▸ **Exercise objective**:
Copy everything below from the line containing "Detection task: determine if any pavement" down to the line containing "51, 72, 75, 93", both included. Multiply each bounding-box coordinate in the answers by 0.6 and round to whole numbers, halves up, leaving the item lines and their numbers unchanged.

▸ **Data excerpts**:
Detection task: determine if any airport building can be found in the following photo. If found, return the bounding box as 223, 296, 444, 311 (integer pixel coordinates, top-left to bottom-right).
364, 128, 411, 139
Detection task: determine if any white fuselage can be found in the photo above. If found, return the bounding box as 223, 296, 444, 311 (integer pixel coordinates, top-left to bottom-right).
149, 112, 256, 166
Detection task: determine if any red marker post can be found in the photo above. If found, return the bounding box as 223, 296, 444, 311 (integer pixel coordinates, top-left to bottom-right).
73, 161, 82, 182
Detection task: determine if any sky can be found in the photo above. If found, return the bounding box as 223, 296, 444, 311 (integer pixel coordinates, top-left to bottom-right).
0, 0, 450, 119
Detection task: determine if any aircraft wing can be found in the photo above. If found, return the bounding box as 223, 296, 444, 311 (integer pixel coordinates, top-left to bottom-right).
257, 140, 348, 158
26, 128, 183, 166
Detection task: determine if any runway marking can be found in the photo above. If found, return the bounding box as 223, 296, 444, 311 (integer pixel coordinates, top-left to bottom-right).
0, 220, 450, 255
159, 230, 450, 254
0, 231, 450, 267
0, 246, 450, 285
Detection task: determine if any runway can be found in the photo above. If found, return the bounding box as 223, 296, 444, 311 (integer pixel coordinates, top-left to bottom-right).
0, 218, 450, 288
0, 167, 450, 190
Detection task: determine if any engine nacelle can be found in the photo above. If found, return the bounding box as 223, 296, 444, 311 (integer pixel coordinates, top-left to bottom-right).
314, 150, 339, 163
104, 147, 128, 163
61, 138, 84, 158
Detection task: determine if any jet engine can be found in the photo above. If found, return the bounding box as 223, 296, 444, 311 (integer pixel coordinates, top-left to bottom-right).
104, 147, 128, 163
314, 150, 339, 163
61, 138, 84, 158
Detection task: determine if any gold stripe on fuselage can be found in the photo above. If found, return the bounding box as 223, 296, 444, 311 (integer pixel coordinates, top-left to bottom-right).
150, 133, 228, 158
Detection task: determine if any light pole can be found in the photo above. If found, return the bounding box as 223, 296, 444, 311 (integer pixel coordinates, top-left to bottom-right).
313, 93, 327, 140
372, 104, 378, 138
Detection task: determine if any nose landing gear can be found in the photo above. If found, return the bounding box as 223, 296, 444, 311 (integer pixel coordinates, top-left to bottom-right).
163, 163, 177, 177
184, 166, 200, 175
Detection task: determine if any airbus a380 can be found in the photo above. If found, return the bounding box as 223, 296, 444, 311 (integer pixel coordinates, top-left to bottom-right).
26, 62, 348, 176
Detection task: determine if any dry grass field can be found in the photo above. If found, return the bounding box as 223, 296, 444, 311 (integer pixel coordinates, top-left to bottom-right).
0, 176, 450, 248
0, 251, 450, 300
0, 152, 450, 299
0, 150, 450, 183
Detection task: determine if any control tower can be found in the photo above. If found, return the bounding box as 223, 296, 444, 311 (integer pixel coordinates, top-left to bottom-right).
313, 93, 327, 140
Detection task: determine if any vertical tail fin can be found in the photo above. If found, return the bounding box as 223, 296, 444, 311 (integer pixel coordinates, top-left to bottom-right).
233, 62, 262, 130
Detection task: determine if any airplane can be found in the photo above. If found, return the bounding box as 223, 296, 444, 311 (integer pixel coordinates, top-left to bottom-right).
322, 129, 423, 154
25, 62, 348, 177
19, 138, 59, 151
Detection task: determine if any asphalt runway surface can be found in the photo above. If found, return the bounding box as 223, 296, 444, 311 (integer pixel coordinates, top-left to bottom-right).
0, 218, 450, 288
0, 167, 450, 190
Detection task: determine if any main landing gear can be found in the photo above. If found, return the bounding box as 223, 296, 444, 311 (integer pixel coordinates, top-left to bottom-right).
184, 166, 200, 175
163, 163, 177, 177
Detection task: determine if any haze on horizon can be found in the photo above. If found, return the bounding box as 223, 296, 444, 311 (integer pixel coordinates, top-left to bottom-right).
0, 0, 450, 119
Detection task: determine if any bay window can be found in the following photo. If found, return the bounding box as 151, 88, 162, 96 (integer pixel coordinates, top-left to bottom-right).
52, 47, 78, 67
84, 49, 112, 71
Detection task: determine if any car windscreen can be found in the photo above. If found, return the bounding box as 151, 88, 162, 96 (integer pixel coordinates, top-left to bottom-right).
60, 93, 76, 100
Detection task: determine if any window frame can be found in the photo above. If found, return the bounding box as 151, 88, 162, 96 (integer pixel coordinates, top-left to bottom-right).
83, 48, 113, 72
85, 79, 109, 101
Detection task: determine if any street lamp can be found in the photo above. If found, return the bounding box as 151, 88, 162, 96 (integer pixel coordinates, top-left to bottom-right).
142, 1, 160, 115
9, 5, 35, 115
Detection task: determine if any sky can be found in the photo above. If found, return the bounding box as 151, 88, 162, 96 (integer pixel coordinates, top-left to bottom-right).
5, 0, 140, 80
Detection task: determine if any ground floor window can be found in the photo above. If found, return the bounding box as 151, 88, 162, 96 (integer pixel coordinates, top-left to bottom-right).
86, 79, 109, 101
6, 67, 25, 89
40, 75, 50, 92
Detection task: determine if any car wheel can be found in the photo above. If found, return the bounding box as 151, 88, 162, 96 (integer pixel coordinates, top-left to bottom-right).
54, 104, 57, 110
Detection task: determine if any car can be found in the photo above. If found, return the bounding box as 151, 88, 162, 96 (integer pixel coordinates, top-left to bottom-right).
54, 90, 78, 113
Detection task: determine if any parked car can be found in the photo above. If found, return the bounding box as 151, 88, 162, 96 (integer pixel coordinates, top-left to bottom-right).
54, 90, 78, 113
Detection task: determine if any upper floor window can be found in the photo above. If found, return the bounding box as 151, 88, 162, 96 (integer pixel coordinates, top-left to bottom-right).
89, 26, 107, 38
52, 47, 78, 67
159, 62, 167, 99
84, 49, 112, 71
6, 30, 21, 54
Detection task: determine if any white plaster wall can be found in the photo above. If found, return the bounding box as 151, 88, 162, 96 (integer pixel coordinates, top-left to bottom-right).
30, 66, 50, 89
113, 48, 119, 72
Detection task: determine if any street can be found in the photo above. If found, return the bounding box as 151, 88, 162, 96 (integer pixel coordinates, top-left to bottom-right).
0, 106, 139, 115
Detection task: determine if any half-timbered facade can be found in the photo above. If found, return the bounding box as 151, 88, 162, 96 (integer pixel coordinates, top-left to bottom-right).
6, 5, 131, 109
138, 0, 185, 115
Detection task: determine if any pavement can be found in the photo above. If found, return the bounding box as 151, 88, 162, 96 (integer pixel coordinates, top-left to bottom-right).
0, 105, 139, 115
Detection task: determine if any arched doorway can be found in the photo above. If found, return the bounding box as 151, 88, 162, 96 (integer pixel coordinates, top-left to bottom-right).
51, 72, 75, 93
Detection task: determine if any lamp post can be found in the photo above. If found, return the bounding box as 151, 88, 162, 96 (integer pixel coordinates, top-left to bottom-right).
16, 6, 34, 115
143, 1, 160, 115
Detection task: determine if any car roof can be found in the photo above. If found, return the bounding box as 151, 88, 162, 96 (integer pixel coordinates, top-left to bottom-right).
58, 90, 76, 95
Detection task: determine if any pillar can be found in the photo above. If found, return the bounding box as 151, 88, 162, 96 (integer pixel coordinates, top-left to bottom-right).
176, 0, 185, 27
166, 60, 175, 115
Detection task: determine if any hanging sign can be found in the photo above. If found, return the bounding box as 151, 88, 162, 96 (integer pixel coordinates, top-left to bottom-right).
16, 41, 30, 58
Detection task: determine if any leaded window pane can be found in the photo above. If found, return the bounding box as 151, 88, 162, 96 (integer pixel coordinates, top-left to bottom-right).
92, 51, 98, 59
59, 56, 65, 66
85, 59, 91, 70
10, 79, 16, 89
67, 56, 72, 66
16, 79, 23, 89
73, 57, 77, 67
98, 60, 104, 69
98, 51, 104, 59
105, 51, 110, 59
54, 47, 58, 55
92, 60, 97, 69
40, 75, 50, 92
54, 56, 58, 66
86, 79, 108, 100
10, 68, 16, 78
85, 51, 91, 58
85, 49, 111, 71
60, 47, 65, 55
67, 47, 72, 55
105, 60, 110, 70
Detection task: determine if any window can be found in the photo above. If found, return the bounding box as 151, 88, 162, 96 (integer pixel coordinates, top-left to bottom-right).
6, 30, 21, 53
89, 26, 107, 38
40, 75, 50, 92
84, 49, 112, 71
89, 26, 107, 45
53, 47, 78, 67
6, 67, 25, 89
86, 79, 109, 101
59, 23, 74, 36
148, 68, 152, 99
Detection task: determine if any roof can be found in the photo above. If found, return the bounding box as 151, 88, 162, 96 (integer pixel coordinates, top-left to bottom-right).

▸ **Exercise output**:
Detection task: determine if any pavement can be found in the photo above. If found, return the bounding box as 151, 88, 162, 96 (integer pixel coordinates, top-left to bottom-right).
0, 63, 83, 69
Detection task: determine if any arched doorway can be found in the photo above. If found, return the bounding box as 151, 88, 162, 96 (integer pixel coordinates, top-left to bottom-right).
31, 43, 45, 56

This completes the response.